What to work on:
Write out every line below with no difference at all.

Content starts

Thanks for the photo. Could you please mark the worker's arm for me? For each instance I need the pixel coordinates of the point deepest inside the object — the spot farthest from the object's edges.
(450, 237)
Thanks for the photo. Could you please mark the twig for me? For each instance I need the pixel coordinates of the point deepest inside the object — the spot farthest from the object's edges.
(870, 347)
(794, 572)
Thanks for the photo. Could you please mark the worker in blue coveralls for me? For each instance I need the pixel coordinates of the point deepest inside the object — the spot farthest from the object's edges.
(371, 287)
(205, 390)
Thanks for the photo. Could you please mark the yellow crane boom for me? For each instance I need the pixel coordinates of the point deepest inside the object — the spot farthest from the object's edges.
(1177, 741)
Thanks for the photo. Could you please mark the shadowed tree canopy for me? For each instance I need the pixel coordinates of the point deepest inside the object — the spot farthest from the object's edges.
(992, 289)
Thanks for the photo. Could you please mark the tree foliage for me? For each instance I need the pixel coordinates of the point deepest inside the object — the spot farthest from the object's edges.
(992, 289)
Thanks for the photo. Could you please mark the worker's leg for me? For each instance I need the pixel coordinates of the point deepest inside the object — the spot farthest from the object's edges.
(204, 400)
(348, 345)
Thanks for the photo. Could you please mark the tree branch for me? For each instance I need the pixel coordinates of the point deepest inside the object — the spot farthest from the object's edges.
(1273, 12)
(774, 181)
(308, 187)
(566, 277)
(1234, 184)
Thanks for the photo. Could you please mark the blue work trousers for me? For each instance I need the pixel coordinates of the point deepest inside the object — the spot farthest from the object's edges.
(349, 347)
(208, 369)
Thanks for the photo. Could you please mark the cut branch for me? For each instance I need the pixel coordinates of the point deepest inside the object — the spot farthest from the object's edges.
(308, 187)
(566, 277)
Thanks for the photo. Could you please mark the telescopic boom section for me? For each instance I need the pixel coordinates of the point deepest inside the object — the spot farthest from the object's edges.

Content ends

Completed task:
Thanks for the photo. Could you please mark the worker's arm for me? For each instance I need the pixel coordinates of the point deepest inside the object — the spot farthest from the object's edges.
(450, 237)
Thanks for the photo. Could you please mark the twig for me? For each instance I need the pixel coordinates of the point deepest inside the object — the spot farthest from the object's edges.
(870, 347)
(794, 572)
Thanks for the photo. Could you please mark the worker in blue coveralls for me? For each instance I need the pixel coordinates of the point deepest inside the object — the spot farthest from the object's edges.
(371, 287)
(205, 390)
Thanks for the photo. Could you please mark the yellow crane boom for me? For each instance I need the pixel coordinates of the point deepest inside the object — the spot farthest from the object's edges.
(1177, 741)
Thanks for the photo. Could you please mark the shadowed tree canopy for me? For each instance I need the pixel coordinates of the point deepest inside the object — the spot farthest from the object's edges.
(992, 289)
Thanks for the photo. Could you please mark the tree foliage for me? For each instance I need the pixel coordinates of the point deepest inside the object — the spot farthest from the object's edges.
(992, 289)
Thanks for the photo. Could you please mark the worker's leg for me? For each instance I need the pixel coordinates of the point deepest inside the object — the spot farthest from the object's edges.
(204, 400)
(348, 345)
Thanks for the photo. Could you please mark the tree branch for me? For each instance I need the pixel coordinates of the point deepest inside the object — the spot farthest from the object's edges.
(1273, 12)
(774, 181)
(308, 187)
(566, 277)
(1234, 184)
Thanks for the photo. Could you please mark the blue work trousers for me? For each instance I need the pixel coordinates of the point deepest inside the object — the spot farthest from the object's edges.
(349, 347)
(208, 369)
Thanks for the photo. Could you please mark the cut branch for me? For each instance I need the pixel coordinates of the point deepest inside the object — the spot farthest from the object's edges.
(308, 187)
(566, 277)
Thanks for the photo. Could you please mark the telescopic boom section for me? For each instance I need the pixel coordinates of the point deepest inside the object — the spot farthest from the object's edges.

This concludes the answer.